=== MATERIAL PROVIDED ===
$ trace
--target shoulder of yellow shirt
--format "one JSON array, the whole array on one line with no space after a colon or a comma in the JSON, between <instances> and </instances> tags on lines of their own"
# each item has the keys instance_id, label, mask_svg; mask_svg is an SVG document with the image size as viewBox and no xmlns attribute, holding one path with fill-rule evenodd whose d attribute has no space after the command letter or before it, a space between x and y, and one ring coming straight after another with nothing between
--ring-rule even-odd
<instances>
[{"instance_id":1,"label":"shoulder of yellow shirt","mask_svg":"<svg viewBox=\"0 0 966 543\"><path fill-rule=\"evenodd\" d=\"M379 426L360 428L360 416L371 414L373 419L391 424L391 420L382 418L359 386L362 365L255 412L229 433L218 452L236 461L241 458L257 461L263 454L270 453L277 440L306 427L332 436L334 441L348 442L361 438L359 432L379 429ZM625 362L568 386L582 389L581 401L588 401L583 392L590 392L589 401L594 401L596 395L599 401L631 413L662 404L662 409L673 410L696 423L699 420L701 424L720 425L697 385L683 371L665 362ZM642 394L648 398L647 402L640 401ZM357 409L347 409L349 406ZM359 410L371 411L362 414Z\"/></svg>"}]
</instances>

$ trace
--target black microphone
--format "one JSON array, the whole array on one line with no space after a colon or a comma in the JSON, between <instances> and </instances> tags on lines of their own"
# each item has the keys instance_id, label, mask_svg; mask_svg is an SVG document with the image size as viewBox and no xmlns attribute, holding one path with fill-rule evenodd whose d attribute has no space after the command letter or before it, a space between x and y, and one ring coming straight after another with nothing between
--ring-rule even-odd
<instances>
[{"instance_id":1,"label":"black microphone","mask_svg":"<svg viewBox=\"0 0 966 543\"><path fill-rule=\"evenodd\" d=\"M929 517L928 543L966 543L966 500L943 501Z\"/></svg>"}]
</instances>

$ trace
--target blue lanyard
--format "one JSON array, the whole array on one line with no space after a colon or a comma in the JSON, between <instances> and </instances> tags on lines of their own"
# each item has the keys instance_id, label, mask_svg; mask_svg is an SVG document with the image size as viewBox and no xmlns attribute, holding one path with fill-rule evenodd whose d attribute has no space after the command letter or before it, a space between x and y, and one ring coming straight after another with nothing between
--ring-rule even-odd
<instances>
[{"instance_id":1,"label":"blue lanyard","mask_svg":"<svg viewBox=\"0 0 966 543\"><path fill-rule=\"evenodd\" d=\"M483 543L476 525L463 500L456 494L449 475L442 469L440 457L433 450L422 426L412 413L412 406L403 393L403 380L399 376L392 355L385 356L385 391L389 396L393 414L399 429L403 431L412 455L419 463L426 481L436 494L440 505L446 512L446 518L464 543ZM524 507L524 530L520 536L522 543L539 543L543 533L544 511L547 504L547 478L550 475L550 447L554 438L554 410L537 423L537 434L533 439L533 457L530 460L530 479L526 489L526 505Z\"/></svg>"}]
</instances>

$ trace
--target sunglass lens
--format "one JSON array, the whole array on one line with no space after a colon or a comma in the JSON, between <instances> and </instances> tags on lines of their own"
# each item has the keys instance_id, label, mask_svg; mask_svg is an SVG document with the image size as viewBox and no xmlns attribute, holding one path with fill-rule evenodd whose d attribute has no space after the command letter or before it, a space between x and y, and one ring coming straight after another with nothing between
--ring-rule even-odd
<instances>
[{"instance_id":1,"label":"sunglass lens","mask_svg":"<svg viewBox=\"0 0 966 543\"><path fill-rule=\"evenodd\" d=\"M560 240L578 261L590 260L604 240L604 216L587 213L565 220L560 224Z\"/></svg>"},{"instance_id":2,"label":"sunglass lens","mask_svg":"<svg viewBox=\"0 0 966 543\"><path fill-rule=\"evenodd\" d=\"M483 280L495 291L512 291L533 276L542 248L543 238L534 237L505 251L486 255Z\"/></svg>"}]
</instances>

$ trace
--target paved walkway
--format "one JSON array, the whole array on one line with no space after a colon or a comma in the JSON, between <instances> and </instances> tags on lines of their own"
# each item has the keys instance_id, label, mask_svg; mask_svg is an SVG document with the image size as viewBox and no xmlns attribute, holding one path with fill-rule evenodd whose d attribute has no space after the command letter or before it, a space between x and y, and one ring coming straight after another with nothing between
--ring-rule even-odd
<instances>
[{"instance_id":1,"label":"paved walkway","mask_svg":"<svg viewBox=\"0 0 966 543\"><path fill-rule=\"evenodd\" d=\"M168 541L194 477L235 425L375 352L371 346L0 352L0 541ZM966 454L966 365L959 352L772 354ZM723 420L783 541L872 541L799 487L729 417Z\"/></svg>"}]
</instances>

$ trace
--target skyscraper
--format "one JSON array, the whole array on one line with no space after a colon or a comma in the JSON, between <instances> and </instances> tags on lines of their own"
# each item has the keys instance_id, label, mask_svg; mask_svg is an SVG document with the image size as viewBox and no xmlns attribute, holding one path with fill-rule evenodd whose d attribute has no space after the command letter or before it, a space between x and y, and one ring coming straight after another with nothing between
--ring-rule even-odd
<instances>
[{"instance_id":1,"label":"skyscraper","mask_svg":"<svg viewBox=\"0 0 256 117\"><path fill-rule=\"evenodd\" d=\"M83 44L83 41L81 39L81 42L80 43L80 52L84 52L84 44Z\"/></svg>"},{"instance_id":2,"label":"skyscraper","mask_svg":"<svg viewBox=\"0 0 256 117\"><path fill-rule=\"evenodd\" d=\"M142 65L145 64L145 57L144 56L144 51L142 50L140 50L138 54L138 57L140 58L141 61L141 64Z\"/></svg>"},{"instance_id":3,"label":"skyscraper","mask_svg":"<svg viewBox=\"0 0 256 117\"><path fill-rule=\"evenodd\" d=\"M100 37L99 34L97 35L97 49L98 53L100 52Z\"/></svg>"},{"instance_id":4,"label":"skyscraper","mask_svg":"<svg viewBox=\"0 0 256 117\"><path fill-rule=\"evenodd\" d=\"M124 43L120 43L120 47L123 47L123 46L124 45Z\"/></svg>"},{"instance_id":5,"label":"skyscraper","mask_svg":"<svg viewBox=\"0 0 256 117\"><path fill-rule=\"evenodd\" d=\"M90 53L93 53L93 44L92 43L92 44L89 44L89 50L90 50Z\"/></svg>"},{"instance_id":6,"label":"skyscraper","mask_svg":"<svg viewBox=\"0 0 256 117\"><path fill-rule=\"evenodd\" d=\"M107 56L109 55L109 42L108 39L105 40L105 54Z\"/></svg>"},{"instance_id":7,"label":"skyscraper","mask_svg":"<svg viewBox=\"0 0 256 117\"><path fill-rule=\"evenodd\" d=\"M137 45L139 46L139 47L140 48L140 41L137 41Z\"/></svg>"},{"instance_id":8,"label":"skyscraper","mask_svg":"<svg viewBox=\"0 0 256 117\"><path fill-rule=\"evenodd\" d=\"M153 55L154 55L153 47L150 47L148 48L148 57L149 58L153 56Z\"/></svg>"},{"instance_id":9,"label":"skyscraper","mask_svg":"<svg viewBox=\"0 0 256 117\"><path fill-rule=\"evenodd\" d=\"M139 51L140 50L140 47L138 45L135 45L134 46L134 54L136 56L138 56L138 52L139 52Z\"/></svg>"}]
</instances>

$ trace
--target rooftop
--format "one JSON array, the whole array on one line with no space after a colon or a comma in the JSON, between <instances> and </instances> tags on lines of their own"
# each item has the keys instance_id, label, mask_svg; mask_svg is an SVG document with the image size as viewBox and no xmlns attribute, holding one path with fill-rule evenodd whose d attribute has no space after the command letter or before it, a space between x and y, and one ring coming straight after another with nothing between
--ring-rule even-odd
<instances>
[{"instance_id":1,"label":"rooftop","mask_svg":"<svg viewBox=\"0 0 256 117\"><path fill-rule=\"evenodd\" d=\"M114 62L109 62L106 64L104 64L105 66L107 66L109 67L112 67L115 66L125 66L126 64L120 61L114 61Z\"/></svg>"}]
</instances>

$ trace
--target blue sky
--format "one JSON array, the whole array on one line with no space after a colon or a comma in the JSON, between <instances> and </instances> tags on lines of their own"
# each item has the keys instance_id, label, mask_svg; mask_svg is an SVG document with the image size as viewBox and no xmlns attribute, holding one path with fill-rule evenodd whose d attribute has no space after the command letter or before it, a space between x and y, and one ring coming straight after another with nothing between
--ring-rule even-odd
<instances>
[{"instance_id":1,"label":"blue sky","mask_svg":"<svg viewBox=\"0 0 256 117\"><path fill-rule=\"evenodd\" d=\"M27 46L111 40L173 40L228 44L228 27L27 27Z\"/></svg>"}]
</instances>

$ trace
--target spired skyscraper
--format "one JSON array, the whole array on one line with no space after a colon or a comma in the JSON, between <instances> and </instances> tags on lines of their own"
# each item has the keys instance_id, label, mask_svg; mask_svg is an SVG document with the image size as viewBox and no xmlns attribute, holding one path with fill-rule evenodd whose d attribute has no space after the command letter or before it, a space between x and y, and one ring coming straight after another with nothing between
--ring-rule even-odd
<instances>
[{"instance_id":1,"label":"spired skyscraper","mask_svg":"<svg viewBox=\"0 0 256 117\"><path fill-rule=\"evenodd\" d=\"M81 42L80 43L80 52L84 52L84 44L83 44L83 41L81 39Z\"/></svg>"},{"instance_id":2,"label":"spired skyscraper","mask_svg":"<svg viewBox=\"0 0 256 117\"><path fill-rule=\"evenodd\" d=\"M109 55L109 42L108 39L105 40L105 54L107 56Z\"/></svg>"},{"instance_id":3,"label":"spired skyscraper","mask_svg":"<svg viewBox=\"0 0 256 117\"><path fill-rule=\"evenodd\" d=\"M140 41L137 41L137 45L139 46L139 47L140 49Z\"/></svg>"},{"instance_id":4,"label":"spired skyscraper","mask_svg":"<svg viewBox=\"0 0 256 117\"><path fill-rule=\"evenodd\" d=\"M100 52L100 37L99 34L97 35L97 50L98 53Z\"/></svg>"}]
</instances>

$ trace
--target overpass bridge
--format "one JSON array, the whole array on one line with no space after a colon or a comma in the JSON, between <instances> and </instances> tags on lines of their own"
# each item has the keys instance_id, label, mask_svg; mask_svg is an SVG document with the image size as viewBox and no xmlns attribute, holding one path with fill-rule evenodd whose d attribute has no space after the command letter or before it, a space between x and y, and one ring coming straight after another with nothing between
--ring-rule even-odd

=== SET TASK ===
Please report every line of the records above that contains the string "target", copying each one in full.

=== RESULT OF THIS TASK ===
--target shoulder of yellow shirt
--target black microphone
--target blue lanyard
--target sunglass lens
--target paved walkway
--target skyscraper
--target rooftop
--target blue sky
--target spired skyscraper
--target overpass bridge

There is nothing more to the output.